------ GIVEN INFORMATION

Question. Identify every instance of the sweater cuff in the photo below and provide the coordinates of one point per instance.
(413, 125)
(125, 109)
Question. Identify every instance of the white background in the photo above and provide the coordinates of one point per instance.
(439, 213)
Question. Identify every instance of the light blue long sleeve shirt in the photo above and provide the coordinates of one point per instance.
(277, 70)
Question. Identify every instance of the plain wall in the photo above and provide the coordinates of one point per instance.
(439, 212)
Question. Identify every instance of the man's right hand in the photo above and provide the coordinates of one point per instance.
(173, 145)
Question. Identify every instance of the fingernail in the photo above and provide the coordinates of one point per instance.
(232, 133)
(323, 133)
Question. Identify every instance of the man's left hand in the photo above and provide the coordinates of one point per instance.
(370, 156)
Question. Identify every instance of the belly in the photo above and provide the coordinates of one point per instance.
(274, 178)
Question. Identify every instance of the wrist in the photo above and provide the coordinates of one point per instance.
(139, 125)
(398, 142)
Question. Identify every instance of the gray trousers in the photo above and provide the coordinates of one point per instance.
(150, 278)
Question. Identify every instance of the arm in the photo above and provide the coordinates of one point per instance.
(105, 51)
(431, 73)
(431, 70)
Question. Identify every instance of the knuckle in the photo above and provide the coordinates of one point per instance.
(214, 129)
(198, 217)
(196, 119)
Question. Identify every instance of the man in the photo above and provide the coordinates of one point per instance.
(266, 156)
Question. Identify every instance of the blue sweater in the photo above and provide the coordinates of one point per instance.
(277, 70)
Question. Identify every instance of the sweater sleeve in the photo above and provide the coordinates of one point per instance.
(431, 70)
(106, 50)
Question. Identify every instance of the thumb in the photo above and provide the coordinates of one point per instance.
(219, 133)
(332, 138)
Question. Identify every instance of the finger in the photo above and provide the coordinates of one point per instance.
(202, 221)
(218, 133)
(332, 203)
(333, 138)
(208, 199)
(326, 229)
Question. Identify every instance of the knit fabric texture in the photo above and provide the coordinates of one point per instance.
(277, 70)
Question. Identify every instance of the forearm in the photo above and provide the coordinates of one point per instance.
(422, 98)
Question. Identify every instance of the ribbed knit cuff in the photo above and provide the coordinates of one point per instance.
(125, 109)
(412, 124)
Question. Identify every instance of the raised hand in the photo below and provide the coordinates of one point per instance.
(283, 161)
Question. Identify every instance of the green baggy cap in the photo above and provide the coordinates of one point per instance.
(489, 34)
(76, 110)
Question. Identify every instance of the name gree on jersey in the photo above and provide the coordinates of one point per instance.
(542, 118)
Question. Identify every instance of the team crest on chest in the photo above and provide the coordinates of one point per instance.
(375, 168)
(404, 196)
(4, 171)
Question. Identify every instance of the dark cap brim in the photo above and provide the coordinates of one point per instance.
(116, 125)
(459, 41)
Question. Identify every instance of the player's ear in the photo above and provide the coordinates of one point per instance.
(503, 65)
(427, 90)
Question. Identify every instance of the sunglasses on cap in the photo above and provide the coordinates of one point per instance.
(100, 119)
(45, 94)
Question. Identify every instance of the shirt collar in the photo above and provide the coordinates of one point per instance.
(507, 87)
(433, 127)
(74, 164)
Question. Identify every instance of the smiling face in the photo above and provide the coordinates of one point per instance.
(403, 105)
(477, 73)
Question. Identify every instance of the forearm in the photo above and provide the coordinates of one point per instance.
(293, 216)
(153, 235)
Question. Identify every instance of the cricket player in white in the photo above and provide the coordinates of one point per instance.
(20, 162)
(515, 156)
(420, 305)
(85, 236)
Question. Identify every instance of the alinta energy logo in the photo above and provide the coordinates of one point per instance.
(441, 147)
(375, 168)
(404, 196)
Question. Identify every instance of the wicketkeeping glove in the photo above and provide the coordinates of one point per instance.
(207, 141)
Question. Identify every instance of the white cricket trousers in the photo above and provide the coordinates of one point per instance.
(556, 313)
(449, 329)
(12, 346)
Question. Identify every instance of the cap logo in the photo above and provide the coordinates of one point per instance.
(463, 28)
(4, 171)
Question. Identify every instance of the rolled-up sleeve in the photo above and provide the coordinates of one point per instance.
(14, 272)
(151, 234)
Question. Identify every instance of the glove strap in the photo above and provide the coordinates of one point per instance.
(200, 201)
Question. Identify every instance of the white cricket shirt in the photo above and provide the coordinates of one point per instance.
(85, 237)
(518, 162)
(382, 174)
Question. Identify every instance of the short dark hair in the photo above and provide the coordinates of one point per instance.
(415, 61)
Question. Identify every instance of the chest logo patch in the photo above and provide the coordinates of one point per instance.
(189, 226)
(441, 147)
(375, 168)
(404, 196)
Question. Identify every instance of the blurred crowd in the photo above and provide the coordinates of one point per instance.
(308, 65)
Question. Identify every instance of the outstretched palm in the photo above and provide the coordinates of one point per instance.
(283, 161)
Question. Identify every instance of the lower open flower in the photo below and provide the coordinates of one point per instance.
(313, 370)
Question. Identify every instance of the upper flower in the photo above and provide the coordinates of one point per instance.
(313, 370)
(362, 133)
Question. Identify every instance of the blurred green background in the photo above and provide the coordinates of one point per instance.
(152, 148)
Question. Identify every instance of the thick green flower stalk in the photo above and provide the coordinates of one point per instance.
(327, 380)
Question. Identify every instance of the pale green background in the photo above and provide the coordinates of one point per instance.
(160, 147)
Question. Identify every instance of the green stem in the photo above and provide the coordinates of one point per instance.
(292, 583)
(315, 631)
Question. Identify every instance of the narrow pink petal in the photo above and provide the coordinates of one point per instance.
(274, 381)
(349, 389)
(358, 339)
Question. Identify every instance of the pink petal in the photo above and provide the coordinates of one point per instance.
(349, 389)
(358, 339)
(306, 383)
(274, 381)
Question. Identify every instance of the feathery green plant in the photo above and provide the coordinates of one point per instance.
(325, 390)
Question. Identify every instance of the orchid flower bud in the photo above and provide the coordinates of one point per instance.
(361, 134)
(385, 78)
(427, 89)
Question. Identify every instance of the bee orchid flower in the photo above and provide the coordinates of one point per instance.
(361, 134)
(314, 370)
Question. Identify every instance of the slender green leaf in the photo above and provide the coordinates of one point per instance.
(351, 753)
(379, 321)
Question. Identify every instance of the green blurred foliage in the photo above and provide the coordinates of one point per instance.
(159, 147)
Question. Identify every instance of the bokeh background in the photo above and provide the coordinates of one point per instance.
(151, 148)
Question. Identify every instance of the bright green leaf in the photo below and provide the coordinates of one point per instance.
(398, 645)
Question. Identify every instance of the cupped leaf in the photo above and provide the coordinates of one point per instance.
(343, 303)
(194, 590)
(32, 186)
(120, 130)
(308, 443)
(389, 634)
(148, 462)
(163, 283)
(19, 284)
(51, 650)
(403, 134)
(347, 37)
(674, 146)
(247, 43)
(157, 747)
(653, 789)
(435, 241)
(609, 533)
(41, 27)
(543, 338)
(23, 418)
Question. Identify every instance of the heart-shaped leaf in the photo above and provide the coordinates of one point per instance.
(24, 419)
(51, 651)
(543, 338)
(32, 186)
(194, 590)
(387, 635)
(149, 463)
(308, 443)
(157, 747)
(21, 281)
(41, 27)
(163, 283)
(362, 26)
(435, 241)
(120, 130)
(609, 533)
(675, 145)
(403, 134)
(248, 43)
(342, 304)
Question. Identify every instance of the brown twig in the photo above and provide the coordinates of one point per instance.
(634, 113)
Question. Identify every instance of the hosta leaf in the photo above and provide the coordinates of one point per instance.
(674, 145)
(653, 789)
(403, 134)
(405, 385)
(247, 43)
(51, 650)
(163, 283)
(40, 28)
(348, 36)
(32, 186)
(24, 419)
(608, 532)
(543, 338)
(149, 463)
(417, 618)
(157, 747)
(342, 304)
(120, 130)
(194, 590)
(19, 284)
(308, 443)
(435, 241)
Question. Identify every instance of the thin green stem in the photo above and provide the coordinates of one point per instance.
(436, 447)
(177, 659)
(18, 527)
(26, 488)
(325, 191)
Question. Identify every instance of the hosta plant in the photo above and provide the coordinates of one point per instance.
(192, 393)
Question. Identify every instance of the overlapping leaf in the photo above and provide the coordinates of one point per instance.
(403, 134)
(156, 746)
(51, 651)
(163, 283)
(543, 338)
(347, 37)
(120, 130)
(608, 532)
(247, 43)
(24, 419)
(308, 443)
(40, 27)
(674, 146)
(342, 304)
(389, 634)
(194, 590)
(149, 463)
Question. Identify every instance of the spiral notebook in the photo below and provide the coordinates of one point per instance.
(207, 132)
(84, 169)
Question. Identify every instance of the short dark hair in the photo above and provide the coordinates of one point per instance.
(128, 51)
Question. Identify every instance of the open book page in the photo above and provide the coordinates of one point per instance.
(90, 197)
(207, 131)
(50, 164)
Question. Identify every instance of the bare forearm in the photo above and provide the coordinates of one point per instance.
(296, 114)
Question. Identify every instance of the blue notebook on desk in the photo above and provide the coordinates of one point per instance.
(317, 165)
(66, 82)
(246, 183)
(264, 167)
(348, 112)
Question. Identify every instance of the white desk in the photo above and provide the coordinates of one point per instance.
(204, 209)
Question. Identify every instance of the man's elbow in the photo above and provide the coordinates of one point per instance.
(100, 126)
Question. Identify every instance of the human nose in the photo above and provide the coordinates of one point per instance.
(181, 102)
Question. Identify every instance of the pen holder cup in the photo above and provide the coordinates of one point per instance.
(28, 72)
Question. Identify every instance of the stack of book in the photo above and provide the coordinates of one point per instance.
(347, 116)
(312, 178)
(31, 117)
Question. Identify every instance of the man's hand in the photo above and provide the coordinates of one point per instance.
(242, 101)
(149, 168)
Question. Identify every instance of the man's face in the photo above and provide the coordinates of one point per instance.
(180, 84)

------------

* **REQUEST**
Copy the rows above from the line with "Question. Identify every instance of the pen" up to and including the last line, requests included. Multiply every point coordinate in the answers by 2.4 and round each to a whole number, with halves going up.

* **RESPONSE TO THE TASK**
Question. Identify every instance of the pen holder cup in the photo above and provide the coordinates of one point per instance.
(67, 173)
Question. Identify every instance of the stack of book in the photo above and provide the coordinates of one point per instance.
(833, 278)
(749, 427)
(74, 281)
Question. Identify every instance of the man's hand in the photo above and provide the coordinates of one point per instance.
(581, 242)
(358, 403)
Question. Identify every instance of the man's face in the photo above and provide the coordinates of one point per instance.
(432, 202)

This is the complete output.